• **課題内容**: 次の一覧に出てくる「tuples」をすべて「pairs」に置き換え、それ以外は変えずに書き写しなさい。

• **保存データ**:
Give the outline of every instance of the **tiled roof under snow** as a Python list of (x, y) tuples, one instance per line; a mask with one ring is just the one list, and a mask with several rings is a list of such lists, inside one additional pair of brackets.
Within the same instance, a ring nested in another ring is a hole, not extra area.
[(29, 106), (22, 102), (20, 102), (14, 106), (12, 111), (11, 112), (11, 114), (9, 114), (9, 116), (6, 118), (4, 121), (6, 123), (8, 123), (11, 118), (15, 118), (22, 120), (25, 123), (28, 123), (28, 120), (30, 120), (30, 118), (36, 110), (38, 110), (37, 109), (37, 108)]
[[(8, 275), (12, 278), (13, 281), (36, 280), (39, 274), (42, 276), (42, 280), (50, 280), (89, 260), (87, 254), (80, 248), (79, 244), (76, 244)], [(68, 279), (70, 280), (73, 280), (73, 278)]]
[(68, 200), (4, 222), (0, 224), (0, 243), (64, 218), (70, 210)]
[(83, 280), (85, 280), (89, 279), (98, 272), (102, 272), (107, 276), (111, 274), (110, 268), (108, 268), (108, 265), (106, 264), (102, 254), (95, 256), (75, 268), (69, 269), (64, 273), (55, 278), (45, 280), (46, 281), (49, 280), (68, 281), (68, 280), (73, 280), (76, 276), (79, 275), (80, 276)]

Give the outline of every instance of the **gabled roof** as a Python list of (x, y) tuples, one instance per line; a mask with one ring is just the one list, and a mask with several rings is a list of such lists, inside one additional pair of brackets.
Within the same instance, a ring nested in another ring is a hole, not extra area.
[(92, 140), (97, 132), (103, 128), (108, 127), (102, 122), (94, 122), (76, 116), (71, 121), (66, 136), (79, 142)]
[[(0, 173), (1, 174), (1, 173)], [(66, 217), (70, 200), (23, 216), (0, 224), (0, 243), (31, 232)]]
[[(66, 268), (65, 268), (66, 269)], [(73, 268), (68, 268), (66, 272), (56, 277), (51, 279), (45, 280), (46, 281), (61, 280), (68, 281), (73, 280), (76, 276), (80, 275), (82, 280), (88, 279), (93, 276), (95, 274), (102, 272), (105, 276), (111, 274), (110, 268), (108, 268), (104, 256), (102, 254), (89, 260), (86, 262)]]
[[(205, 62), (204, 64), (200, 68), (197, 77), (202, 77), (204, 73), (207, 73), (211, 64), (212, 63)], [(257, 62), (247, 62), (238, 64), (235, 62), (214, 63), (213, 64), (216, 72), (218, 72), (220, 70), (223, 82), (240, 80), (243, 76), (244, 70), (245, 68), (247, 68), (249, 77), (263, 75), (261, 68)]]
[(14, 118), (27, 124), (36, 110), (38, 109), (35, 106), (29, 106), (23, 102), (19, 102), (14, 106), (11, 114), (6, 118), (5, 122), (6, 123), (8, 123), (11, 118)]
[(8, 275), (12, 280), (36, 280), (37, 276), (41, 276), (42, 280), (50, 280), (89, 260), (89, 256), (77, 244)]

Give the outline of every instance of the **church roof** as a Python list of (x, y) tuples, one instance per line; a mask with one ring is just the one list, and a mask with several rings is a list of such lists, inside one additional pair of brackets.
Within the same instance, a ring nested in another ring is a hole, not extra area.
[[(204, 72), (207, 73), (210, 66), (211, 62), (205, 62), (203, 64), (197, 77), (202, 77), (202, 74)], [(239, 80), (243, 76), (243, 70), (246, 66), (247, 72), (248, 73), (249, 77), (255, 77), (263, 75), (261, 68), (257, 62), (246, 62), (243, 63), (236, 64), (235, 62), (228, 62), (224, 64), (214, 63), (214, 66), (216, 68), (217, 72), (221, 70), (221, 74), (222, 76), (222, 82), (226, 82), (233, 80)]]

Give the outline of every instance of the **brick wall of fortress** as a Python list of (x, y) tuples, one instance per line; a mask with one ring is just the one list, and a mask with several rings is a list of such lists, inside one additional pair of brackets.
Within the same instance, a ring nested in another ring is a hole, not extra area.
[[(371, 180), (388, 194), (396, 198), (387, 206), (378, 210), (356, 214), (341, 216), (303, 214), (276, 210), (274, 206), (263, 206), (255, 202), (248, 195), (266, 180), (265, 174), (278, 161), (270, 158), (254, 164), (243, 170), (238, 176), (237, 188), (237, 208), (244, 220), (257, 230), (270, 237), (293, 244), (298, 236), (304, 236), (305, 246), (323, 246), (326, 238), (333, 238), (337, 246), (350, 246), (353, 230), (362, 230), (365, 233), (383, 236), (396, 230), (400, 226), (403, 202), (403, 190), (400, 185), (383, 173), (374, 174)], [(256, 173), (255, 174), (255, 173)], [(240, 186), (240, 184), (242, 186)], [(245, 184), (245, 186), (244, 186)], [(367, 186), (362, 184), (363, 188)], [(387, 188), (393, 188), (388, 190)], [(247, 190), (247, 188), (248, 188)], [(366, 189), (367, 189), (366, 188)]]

• **練習の解答**:
Give the outline of every instance of the **tiled roof under snow** as a Python list of (x, y) pairs, one instance per line; a mask with one ring is just the one list, and a mask with several rings is a list of such lists, inside one additional pair of brackets.
Within the same instance, a ring nested in another ring is a hole, not extra area.
[(29, 106), (22, 102), (20, 102), (14, 106), (12, 111), (11, 112), (11, 114), (9, 114), (9, 116), (6, 118), (4, 121), (6, 123), (8, 123), (11, 118), (15, 118), (22, 120), (25, 123), (28, 123), (28, 120), (30, 120), (30, 118), (36, 110), (38, 110), (37, 109), (37, 108)]
[[(8, 275), (12, 278), (13, 281), (36, 280), (39, 274), (42, 276), (42, 280), (50, 280), (89, 260), (87, 254), (80, 248), (79, 244), (76, 244)], [(68, 279), (70, 280), (73, 280), (73, 278)]]
[(68, 200), (4, 222), (0, 224), (0, 243), (64, 218), (70, 210)]
[(83, 280), (85, 280), (89, 279), (98, 272), (102, 272), (107, 276), (111, 274), (110, 268), (108, 268), (108, 265), (106, 264), (102, 254), (95, 256), (75, 268), (69, 269), (64, 273), (55, 278), (45, 280), (46, 281), (49, 280), (68, 281), (68, 280), (73, 280), (76, 276), (79, 275), (80, 276)]

Give the outline of every instance of the **gabled roof** as a Python list of (x, y) pairs, one instance per line; a mask with one ring is just the one list, and a mask with several rings is a list of such lists, inside one additional pair of brackets.
Within the same instance, a ring nested in another ring is a hole, not extra area.
[(92, 140), (97, 132), (103, 128), (108, 127), (102, 122), (94, 122), (76, 116), (71, 121), (66, 136), (79, 142)]
[[(0, 173), (1, 174), (1, 173)], [(66, 217), (70, 200), (23, 216), (0, 224), (0, 243), (31, 232)]]
[[(66, 268), (65, 268), (66, 269)], [(73, 268), (68, 268), (66, 272), (56, 277), (51, 279), (45, 280), (46, 281), (61, 280), (68, 281), (73, 280), (76, 276), (80, 275), (82, 280), (88, 279), (93, 276), (95, 274), (102, 272), (105, 276), (111, 274), (110, 268), (108, 268), (104, 256), (102, 254), (89, 260), (86, 262)]]
[[(205, 62), (204, 64), (200, 68), (197, 77), (202, 77), (204, 73), (207, 73), (211, 64), (212, 63)], [(257, 62), (247, 62), (238, 64), (235, 62), (214, 63), (213, 64), (216, 72), (218, 72), (220, 70), (223, 82), (240, 80), (243, 76), (244, 70), (245, 68), (247, 68), (249, 77), (263, 75), (261, 68)]]
[(14, 118), (27, 124), (36, 110), (38, 109), (35, 106), (29, 106), (23, 102), (19, 102), (14, 106), (11, 114), (6, 118), (5, 122), (6, 123), (8, 123), (11, 118)]
[(8, 275), (12, 280), (36, 280), (37, 276), (41, 276), (42, 280), (50, 280), (89, 260), (89, 256), (77, 244)]

Give the outline of every instance of the **church roof** as a Python list of (x, y) pairs, one instance per line; a mask with one ring is just the one list, and a mask with several rings is a list of such lists, inside one additional pair of brackets.
Within the same instance, a ring nested in another ring is a hole, not extra area.
[[(204, 72), (207, 73), (210, 66), (211, 62), (205, 62), (203, 64), (197, 77), (202, 77), (202, 74)], [(239, 80), (243, 76), (243, 70), (246, 66), (247, 72), (248, 73), (249, 77), (255, 77), (263, 75), (261, 68), (257, 62), (246, 62), (243, 63), (236, 64), (235, 62), (228, 62), (224, 64), (214, 63), (214, 66), (216, 68), (217, 72), (221, 70), (221, 74), (222, 76), (222, 82), (226, 82), (233, 80)]]

Give the outline of every instance of the **brick wall of fortress** as a Python list of (x, y) pairs, one instance per line; a mask with one ring is just the one list, and a mask with several rings is a list of such lists, inside one additional pair of brackets.
Within the same instance, a ring nested in another ring is a hole, not extra area.
[[(371, 180), (388, 194), (396, 198), (387, 206), (378, 210), (356, 214), (341, 216), (303, 214), (276, 210), (274, 206), (263, 206), (255, 202), (248, 195), (266, 180), (265, 174), (278, 161), (270, 158), (254, 164), (243, 170), (238, 176), (237, 188), (237, 208), (244, 220), (257, 230), (270, 237), (293, 244), (298, 236), (304, 236), (305, 246), (323, 246), (326, 238), (333, 238), (337, 246), (350, 246), (353, 230), (362, 230), (365, 233), (383, 236), (396, 230), (400, 226), (403, 202), (403, 190), (400, 185), (383, 173), (374, 174)], [(256, 173), (255, 174), (255, 173)], [(240, 186), (240, 184), (242, 186)], [(245, 184), (245, 186), (244, 186)], [(367, 186), (362, 184), (363, 188)], [(387, 188), (393, 188), (388, 190)], [(247, 190), (247, 188), (248, 188)], [(366, 189), (367, 189), (366, 188)]]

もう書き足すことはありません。